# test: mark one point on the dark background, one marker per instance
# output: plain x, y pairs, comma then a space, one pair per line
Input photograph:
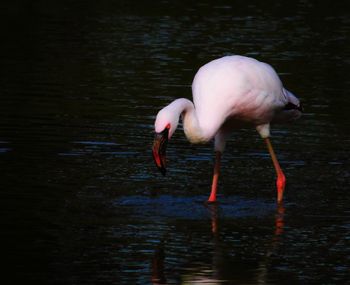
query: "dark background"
82, 203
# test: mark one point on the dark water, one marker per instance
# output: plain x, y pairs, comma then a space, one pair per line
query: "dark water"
82, 203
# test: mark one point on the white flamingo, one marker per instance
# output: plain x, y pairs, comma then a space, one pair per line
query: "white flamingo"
▬▬▬▬▬▬
* Stated task
Please update the items starting at the line that contains "# test: mark one point on the dark water, one" and ending at the last item, replacing "one pair per line" with "one pair on each line" and leaving everything else unchanged. Give only those lines.

* Answer to this task
# test: mark one point on the dark water, one marker per instance
# output: plain x, y pairs, comma then a space, one pair on each line
query: "dark water"
82, 203
# test: mark one point on the white flamingo, one marker per instance
# output: plain x, y pairs, comma then a space, one pair on each line
query: "white flamingo"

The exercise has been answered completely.